• EXTRACT PROVIDED:

Saturday, November 21, 2009
The Mathematical Kitchen!
While reading the first couple of sections of Peter Reinhart's The Bread Baker's Apprentice and getting ready to embark on the awesome BBA Challenge, I happened to be simultaneously planning our school's new targeted intervention period. (For anyone who doesn't already know, in my non-mommy, non-cooking, non-baking life, I am also a 7th grade English teacher.) There is so much math and science in the second section of the book (The Twelve Stages of Bread: Evoking the fullness of flavor from the grain, p. 48). To be honest, even after reading these sections twice, I still don't understand many of the principles he covers. (Science was never my strong suit.)
Anyway, the focus of this period is targeting students' needs in order to raise test scores (oh the joy). But every couple of months, we're having a two week break for a purely fun "choice" time. Suddenly, I had an awesome brainstorm. Chatting with my friend P (the one who sent me the Auntie Abby email jokingly asking me to bake her pretzels), who teaches math at my school, I said, "We should team teach a choice time on baking bread!" I figured we could use the bread baking as an incentive to figure out all of the math and formulas in Peter Reinhart's book. Luckily, she said yes, and we started planning like mad.
P had the beautiful brainstorm of calling our class The Mathematical Kitchen. (We figured we'd only get sweet, geeky kids who would be willing to do math during their choice time.) We also realized that, especially this first time, baking bread was probably a bit too ambitious. We only see our students for 30 minutes, three times a week, for two weeks. We couldn't quite figure out how to break up the bread baking process, and I wanted to test it out first to make sure the bread dough could handle so many waiting periods in the fridge.
So we switched to cookies. Meanwhile, the students - all 803 of them - got to fill out their choice surveys, and I (lucky me) got to enter their choices into the computer. TMK blew the competition away! Even with choices like playing computer games, walking outside, breakdancing, reading graphic novels, playing other games, and art, we had more requests than anyone! Unfortunately we could only take 32, which was way more kids than we'd initially planned on.

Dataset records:
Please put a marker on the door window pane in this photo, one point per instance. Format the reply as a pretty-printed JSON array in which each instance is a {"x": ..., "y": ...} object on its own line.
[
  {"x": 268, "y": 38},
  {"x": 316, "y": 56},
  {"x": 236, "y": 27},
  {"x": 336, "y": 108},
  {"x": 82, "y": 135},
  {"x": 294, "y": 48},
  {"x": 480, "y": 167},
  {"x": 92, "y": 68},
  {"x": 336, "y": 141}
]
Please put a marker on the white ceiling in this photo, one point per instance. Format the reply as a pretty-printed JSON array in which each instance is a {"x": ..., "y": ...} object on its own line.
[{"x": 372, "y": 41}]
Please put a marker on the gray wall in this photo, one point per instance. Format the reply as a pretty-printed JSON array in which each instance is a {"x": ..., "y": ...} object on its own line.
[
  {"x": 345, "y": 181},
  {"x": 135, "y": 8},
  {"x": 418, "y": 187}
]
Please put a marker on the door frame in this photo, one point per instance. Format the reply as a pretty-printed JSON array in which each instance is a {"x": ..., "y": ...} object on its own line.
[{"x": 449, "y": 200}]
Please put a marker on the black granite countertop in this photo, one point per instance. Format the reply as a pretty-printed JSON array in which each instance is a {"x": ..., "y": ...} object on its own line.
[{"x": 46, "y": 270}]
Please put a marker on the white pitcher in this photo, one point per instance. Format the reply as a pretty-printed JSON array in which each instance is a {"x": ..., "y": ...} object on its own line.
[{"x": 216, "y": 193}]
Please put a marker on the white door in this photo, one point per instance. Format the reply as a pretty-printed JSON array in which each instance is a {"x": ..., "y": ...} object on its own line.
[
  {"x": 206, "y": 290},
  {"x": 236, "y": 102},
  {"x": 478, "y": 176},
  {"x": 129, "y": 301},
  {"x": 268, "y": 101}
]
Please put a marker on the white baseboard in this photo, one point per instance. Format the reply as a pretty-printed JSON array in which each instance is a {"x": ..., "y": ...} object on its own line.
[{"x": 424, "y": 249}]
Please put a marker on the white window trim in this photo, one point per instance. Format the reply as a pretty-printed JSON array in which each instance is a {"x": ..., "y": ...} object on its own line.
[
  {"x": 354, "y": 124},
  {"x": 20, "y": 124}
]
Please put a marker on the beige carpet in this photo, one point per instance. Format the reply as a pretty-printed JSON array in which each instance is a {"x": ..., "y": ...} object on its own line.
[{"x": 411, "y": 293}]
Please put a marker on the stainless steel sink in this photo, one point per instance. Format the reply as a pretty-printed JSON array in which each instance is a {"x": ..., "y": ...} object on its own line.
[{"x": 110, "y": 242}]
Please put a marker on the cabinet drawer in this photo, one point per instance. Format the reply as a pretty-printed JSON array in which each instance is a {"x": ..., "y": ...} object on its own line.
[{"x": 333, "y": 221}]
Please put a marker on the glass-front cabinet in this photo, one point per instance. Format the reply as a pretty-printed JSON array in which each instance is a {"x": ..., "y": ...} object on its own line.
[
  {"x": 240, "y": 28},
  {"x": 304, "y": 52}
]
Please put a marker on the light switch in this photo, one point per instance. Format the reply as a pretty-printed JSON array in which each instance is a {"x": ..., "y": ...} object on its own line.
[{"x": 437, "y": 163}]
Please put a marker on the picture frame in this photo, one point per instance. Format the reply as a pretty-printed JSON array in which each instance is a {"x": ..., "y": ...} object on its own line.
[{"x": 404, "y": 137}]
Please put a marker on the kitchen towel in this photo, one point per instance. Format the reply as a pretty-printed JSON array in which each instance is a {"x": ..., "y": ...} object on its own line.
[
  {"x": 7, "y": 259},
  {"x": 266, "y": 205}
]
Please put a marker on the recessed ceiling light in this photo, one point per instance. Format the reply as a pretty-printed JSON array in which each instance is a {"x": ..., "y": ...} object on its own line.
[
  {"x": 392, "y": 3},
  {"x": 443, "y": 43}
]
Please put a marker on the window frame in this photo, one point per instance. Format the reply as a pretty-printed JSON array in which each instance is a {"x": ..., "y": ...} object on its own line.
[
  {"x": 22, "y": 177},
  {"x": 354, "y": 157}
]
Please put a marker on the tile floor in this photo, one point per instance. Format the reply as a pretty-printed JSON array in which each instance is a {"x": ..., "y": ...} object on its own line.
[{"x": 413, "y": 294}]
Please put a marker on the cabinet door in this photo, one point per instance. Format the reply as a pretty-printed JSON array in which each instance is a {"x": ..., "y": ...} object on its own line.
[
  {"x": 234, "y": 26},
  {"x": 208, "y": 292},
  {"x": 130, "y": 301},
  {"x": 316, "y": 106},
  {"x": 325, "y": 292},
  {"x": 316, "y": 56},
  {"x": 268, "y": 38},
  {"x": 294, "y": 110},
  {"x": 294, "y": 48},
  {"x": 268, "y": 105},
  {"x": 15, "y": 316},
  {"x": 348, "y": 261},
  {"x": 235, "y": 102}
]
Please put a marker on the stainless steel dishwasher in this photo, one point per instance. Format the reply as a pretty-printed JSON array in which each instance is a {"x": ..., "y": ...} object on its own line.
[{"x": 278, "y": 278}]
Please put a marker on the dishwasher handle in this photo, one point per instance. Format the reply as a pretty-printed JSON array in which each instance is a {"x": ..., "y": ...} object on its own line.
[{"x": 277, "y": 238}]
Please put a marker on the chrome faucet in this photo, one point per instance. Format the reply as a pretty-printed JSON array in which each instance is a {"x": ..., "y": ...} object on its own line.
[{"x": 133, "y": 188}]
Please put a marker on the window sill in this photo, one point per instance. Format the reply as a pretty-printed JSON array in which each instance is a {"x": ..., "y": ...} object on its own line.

• EXERCISE REQUIREMENTS: Continue the blog post about the Mathematical Kitchen baking class from the point where it ends.

• TASK RESULT:
So with a trip to the dollar store and a trip to the local warehouse store (25 pound bag of flour, 20 pound bag of sugar), we were off. We made eight groups of four, dove into math, and had an absolute blast!
Day 1: Students were given a giant mixing bowl full of lentils, a set of measuring cups and measuring spoons, and a worksheet asking them to figure out as many ways as possible of making 2 cups, 1/3 cup, 1 tablespoon. We wanted them to begin to really understand and have a visual picture of fractions.
Day 2: Students worked on doubling, tripling, and halving recipes.
Day 3: Students read this article from the Post-Gazette on cookie chemistry. We talked about the functions of all of the different ingredients, and we kind of wished we had a science teacher working with us, too! Students were given a basic sugar cookie recipe and were told to tamper with it...experiment, hypothesize, see what would happen if....
Day 4: Students finished creating their new recipe and then halved it. Then they mixed their dry ingredients. We gave them paper bowls filled with flour and paper cups with salt and baking powder. Watching them measure the flour was pretty hysterical: grabbing giant handfuls, tamping it down with their fingers..... I'm guessing the measurements were not exact. =)
Day 5: Was insane!!! In 30 minutes, we: handed out recipes, baggies full of dry ingredients, paper bowls full of sugar, sticks of butter, latex gloves, mixing bowls, measuring cups and spoons, and giant wooden spoons; handed out and helped put together hand mixers; explained that they needed to reserve 1/4 cup of sugar for coating their cookies; measured out vanilla; handed out and cracked eggs; had students cream the butter and sugar, add the vanilla and eggs, and then the dry ingredients; had students roll out 12 cookies, roll those cookies in sugar, and place them on a plate; labeled plates and covered them with plastic wrap; and got everything picked up and cleaned up. It was pure craziness and so much fun! We were short two mixers, so two groups had to mix by hand. They were crabby, but they actually had an easier time. P had left the butter out overnight, but our school gets so cold at night that it hadn't softened much. The kids mixing by hand (and they were literally mixing by hand: eight glove-covered hands in the bowl squishing the dough!) used the warmth of their hands to get the butter to the right temperature and texture. I so wish we'd had a camera to take pictures!!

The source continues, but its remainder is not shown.